Extrait cité →

┄┄┄┄┄┄

De la même façon, Luda et Jean Schnitzer après avoir signalé que « le but avoué de Vertov était la suppression pure et simple du film joué » se mettent à insister beaucoup sur « les traditions désuètes des ciné-mélos », sur « le jeu théâtral, outré grimaçant des acteurs » du cinéma d’alors et ils désignent là l’objet de la haine de Vertov. Procédé de réduction. Et pour mieux restreindre encore les attaques de Vertov à ce seul cinéma poussiéreux et décadent, pour parer à toute généralisation, ils soulignent que Vertov n’était pas le seul à viser cette cible mais qu’il partageait ce désir de rupture avec tout « la cohorte des jeunes cinéastes soviétiques ». Autrement dit : si des cinéastes de fiction se trouvent avoir le même ennemi que Vertov n’est-ce pas la preuve que ses attaques ne visent pas tous les genres de fiction cinématographique ?!

Pour que ce type d’argument s’écroule et s’avoue supercherie de révisionnistes, il suffit de mettre en contradiction le rapport que Vertov entretient avec les films américains du genre Pinkerton et l’admiration sans borne que nourrissent à leur égard les jeunes réalisateurs de la Feks (Fabrique de l’Acteur Excentrique comprenant principalement Kosintsev, Trauberg, Youtkévitch)15. alors que ceux-ci naïvement repeignent en rouge ce héros d’aventures policières et en font leur personnage privilégié (baptisé Pinkertonov), Vertov, lui se limite à un geste de reconnaissance sur un point très précis (technique, disons) assorti d’un jugement négatif catégorique : « Aux films d’aventures américains, ces films pleins de dynamisme spectaculaire, aux mises en scènes américaines à la Pinkerton, le Kinok dit merci pour la vitesse de passage des images, pour les gros plans. C’est bon, mais désordonné, pas fondé sur une étude précise du mouvement. Un degré au-dessus du drame psychologique ; cela manque malgré tout de fondement. Poncif. Copie de copie. » C’était en 1919 dans le Manifeste NOUS (publié en 1922 dans la revue Kino-photo, numéro 1). En 1923, dans le Manifeste Kinok-révolution, on peut lire aussi :

DÈS AUJOURD’HUI au cinéma, on n’a plus besoin de drames psychologiques ou policiers.

┄┄┄┄┄┄

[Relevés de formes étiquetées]
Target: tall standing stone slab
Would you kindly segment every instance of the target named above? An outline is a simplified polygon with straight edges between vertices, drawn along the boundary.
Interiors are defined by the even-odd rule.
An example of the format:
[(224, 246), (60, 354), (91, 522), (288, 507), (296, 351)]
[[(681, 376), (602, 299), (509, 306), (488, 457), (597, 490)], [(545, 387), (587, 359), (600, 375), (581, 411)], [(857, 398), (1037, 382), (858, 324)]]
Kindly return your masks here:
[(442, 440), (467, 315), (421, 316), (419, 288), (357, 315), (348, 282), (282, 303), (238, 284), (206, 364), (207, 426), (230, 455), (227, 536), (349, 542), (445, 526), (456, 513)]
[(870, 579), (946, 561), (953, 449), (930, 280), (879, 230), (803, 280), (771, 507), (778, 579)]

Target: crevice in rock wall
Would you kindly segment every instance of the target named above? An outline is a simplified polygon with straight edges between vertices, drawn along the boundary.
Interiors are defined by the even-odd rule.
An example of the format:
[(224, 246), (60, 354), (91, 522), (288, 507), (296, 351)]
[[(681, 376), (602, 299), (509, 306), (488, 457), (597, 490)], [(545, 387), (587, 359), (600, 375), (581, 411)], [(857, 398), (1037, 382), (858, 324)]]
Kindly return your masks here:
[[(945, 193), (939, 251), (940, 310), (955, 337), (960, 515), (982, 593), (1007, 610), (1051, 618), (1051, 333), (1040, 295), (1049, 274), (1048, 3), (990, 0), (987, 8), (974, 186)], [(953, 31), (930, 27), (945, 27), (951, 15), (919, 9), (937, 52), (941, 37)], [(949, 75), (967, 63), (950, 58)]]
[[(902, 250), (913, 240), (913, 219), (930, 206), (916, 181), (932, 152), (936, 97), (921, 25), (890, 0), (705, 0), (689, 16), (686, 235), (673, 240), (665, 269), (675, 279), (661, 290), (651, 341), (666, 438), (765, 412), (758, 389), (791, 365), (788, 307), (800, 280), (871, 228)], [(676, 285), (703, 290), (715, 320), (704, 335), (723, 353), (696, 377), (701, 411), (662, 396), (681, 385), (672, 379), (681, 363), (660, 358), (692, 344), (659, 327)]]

┄┄┄┄┄┄

Consigne A →
Répondez à ces questions d'après l'extrait sur Vertov :
(i) Selon Luda et Jean Schnitzer, avec qui Vertov partageait-il ce désir de rupture ?
(ii) Comment les jeunes réalisateurs de la Feks ont-ils baptisé le héros d'aventures policières ?
(iii) Dans quelle revue le Manifeste NOUS a-t-il été publié en 1922 ?
Consigne B → Dressez la liste de tous les membres de la Feks nommés dans l'extrait sur Vertov.
Consigne C → Citez le passage de l'extrait sur Vertov qui commence aux mots « De la même façon, Luda » et s'arrête après « fiction cinématographique ?! ».
Ce matériel n'est d'aucune utilité ici.

Réponse correcte A →
(i) Avec « la cohorte des jeunes cinéastes soviétiques ».
(ii) Pinkertonov.
(iii) Dans la revue Kino-photo, numéro 1.

Réponse correcte B → Kosintsev, Trauberg, Youtkévitch

Réponse correcte C →
De la même façon, Luda et Jean Schnitzer après avoir signalé que « le but avoué de Vertov était la suppression pure et simple du film joué » se mettent à insister beaucoup sur « les traditions désuètes des ciné-mélos », sur « le jeu théâtral, outré grimaçant des acteurs » du cinéma d’alors et ils désignent là l’objet de la haine de Vertov. Procédé de réduction. Et pour mieux restreindre encore les attaques de Vertov à ce seul cinéma poussiéreux et décadent, pour parer à toute généralisation, ils soulignent que Vertov n’était pas le seul à viser cette cible mais qu’il partageait ce désir de rupture avec tout « la cohorte des jeunes cinéastes soviétiques ». Autrement dit : si des cinéastes de fiction se trouvent avoir le même ennemi que Vertov n’est-ce pas la preuve que ses attaques ne visent pas tous les genres de fiction cinématographique ?!